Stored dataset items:
·····
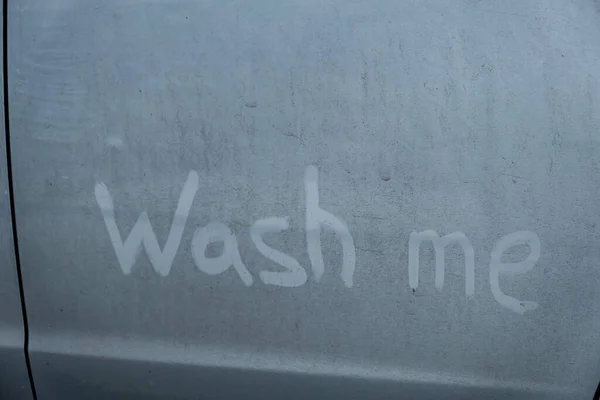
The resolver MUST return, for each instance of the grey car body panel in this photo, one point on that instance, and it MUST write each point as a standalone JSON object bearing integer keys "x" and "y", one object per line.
{"x": 479, "y": 117}
{"x": 14, "y": 381}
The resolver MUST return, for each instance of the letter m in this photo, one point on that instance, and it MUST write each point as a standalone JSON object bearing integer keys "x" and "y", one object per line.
{"x": 439, "y": 245}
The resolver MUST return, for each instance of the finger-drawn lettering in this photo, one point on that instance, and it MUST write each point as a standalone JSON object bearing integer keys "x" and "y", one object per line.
{"x": 217, "y": 232}
{"x": 317, "y": 217}
{"x": 439, "y": 244}
{"x": 497, "y": 267}
{"x": 142, "y": 232}
{"x": 295, "y": 275}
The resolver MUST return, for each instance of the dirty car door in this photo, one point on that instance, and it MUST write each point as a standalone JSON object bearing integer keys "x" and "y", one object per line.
{"x": 337, "y": 199}
{"x": 14, "y": 381}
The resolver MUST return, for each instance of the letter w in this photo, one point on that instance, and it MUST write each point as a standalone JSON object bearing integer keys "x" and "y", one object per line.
{"x": 142, "y": 232}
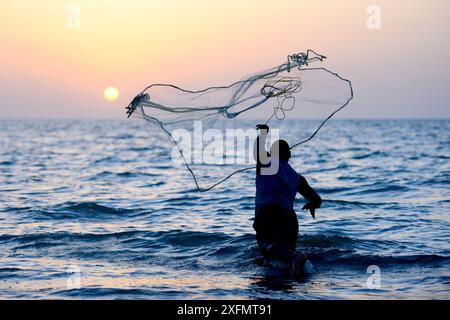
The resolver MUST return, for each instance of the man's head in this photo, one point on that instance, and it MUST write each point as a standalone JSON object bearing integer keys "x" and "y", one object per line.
{"x": 281, "y": 150}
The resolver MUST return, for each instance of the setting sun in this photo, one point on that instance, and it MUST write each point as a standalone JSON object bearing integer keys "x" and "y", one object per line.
{"x": 111, "y": 94}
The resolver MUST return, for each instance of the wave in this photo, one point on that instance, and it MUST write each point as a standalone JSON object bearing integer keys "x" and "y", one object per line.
{"x": 72, "y": 210}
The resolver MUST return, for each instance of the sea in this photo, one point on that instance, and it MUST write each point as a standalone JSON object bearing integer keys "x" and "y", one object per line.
{"x": 95, "y": 209}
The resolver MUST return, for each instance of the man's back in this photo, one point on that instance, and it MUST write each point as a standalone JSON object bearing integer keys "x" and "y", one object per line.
{"x": 279, "y": 188}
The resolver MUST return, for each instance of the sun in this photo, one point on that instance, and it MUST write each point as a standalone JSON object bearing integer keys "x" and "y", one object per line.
{"x": 111, "y": 93}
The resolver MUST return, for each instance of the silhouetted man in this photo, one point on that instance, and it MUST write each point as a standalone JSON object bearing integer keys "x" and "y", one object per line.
{"x": 277, "y": 183}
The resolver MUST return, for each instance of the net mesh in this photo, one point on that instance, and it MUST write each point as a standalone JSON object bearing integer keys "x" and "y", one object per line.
{"x": 211, "y": 130}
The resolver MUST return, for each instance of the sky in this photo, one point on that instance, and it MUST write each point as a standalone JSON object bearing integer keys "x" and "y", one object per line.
{"x": 55, "y": 63}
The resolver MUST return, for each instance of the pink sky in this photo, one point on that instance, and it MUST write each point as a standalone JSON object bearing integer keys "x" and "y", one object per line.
{"x": 51, "y": 71}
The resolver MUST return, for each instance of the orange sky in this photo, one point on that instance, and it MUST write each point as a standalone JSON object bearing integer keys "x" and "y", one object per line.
{"x": 48, "y": 70}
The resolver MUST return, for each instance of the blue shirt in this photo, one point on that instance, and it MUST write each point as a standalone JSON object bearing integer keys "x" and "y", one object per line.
{"x": 279, "y": 188}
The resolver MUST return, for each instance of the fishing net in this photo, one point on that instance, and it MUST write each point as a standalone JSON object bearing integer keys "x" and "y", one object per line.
{"x": 212, "y": 130}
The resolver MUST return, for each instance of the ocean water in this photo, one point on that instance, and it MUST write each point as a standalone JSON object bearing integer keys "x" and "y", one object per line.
{"x": 96, "y": 209}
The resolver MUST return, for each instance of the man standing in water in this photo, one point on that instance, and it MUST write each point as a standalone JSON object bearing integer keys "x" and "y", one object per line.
{"x": 276, "y": 223}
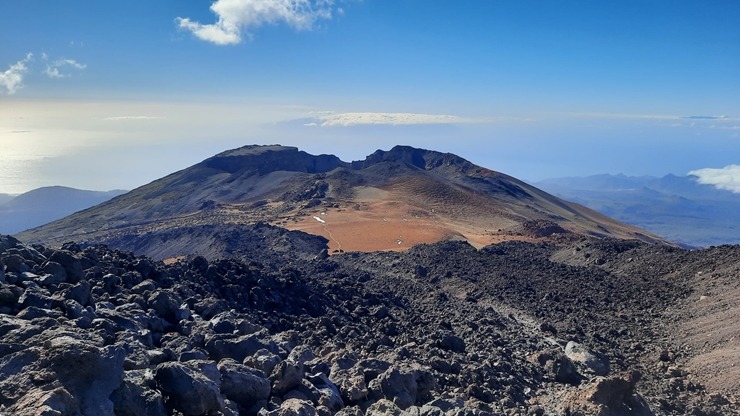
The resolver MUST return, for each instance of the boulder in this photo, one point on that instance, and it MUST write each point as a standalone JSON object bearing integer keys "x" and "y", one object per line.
{"x": 293, "y": 407}
{"x": 242, "y": 384}
{"x": 285, "y": 377}
{"x": 222, "y": 346}
{"x": 404, "y": 385}
{"x": 263, "y": 360}
{"x": 55, "y": 273}
{"x": 384, "y": 407}
{"x": 71, "y": 264}
{"x": 581, "y": 355}
{"x": 187, "y": 389}
{"x": 137, "y": 396}
{"x": 607, "y": 396}
{"x": 330, "y": 397}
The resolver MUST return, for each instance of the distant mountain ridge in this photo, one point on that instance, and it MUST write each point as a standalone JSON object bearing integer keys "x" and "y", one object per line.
{"x": 391, "y": 200}
{"x": 46, "y": 204}
{"x": 678, "y": 208}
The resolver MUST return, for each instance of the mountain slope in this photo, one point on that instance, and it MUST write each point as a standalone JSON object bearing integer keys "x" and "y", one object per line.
{"x": 392, "y": 200}
{"x": 678, "y": 208}
{"x": 46, "y": 204}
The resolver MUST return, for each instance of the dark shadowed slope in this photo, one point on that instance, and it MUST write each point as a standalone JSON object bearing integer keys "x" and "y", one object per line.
{"x": 43, "y": 205}
{"x": 392, "y": 200}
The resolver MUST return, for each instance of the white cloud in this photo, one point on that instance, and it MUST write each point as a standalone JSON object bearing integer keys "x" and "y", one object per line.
{"x": 727, "y": 178}
{"x": 353, "y": 119}
{"x": 12, "y": 78}
{"x": 238, "y": 17}
{"x": 124, "y": 118}
{"x": 52, "y": 69}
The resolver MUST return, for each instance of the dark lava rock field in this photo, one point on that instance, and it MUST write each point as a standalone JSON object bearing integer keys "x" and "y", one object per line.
{"x": 581, "y": 328}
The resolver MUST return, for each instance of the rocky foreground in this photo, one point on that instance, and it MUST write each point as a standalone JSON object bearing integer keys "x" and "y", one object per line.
{"x": 443, "y": 329}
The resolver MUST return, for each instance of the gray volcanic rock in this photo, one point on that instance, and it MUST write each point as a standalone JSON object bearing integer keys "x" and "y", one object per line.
{"x": 208, "y": 208}
{"x": 513, "y": 329}
{"x": 189, "y": 391}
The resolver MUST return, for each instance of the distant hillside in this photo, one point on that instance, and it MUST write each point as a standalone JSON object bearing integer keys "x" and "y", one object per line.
{"x": 43, "y": 205}
{"x": 675, "y": 207}
{"x": 391, "y": 200}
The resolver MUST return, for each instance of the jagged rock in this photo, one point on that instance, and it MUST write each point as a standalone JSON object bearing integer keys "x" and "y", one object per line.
·····
▸ **REQUIRED WORK**:
Give the lines from the one containing "The resolver MUST return, for each instance of the gray" through the end of the entries again, exactly as written and with no other lines.

▸ **WRITTEN REPLY**:
The resolver MUST return, for each instance of the gray volcanic rock in this photo, one point on that instance, and it MUST write each point as a standalone JSON object bearing integer keys "x" and "y", one object per line.
{"x": 208, "y": 208}
{"x": 513, "y": 329}
{"x": 189, "y": 391}
The resolver MUST return, for each instance of the distant hillside in this photo, one point on that instance, and it MUST write each point as a standalone JSON object bearing integer keys "x" and "y", one object per line.
{"x": 43, "y": 205}
{"x": 675, "y": 207}
{"x": 391, "y": 200}
The resolver MUST return, for each instance of the jagged rock in this photo, one point on that instance, and it MUST write each point as a standalone JSON object bearing integer keys "x" and "y", one object per line.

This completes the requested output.